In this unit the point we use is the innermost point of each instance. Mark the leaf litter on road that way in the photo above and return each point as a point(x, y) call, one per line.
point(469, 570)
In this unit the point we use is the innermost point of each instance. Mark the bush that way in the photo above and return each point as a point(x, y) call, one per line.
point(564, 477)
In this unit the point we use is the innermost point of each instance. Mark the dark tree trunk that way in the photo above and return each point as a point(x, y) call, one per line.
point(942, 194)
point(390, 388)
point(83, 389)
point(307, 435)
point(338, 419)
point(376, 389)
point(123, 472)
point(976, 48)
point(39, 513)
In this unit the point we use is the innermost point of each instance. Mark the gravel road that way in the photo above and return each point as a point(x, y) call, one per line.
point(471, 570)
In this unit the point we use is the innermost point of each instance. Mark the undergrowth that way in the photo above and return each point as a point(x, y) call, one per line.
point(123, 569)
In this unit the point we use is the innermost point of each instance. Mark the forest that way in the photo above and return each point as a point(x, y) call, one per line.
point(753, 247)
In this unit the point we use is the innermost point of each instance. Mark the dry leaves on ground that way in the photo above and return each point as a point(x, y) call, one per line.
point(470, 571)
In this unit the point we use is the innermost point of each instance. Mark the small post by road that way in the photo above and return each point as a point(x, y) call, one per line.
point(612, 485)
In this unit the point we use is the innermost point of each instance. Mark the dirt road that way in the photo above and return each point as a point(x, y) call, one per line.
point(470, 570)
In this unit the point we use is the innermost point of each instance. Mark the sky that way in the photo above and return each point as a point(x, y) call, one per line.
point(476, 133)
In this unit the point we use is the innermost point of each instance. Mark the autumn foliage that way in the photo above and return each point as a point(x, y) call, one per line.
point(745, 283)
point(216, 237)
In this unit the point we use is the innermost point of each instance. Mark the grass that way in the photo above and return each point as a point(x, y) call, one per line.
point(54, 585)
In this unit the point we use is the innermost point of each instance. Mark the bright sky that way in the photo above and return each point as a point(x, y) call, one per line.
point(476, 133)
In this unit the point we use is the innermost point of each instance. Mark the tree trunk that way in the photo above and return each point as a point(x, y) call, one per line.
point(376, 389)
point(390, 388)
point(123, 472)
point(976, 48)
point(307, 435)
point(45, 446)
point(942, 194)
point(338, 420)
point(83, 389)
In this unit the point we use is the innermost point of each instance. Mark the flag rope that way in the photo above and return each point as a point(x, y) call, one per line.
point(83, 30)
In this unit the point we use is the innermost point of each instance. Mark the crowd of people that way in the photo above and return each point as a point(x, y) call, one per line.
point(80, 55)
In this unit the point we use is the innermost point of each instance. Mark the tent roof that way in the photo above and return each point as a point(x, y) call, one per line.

## Required work
Transcribe the records in full, word for word.

## Output below
In this unit the point we use is the innermost point of each instance. Mark the leaf litter on road that way in the photo above and return each point as a point(x, y) call, one per line.
point(469, 570)
In this unit the point we use is the innermost point of each instance. Mark the bush that way in the photo above and return each point as a point(x, y) call, one per line.
point(564, 477)
In this unit the point we use is the innermost point of each instance. Mark the dark tree trunk that way in the photo above and return each point as a point(x, y) call, one per line.
point(942, 194)
point(390, 388)
point(83, 389)
point(307, 435)
point(338, 419)
point(376, 389)
point(123, 472)
point(976, 48)
point(39, 513)
In this unit the point we use is the innermost point of each instance. Mark the gravel road that way in the photo above and return each point as a point(x, y) call, one per line.
point(471, 570)
In this unit the point we use is the innermost point of each instance. Mark the undergrowth that way in the photo above and return each point as a point(x, y) call, one per line.
point(123, 569)
In this unit the point we use is the innermost point of each instance. Mark the forest that way in the photo above and return each point as a point(x, y) call, one per line.
point(753, 247)
In this unit the point we use is the innermost point of each instance. Mark the dry leaves on ground that way in the photo above and return each point as a point(x, y) call, one per line.
point(470, 571)
In this unit the point we use is the innermost point of each instance. Mark the small post by road that way in the photo above and return each point as a point(x, y) call, one per line.
point(612, 485)
In this unit the point we use is the innermost point of each instance. Mark the dirt road that way in the photo above and return each point as a point(x, y) call, one per line.
point(470, 570)
In this unit the point we use is the innermost point of each instance. Mark the sky that way in the photo above and return each point as a point(x, y) call, one per line.
point(476, 133)
In this unit the point we use is the innermost point of each instance. Mark the autumn foliage that way in the photo above and return each point as a point(x, y) call, one per line.
point(745, 283)
point(216, 237)
In this unit the point we use is the innermost point of each instance. Mark the grass that way in the photo above and return each point as a point(x, y) call, one per line.
point(54, 585)
In this unit the point we use is the innermost point of each instance. Mark the bright sky that way in the photo above and return each point as a point(x, y) call, one per line.
point(476, 133)
In this unit the point we use is the innermost point of each instance. Mark the tree trunk that way in the photo above and return each point as a point(x, y) call, one per line.
point(376, 389)
point(390, 388)
point(123, 472)
point(976, 48)
point(307, 435)
point(45, 446)
point(942, 194)
point(338, 420)
point(83, 389)
In this unit the point we use is the innermost point of each instance. Mark the flag rope that way in the photo above and return each point as a point(x, y) call, one per line.
point(83, 30)
In this unit the point we use is the innermost point of each instance. Mark the crowd of people that way in the photo above and return each point as a point(x, y) call, one per line.
point(80, 55)
In this unit the point we use is the innermost point of each instance. Mark the tent roof that way in the photo above and return each point as a point(x, y) call, one per line.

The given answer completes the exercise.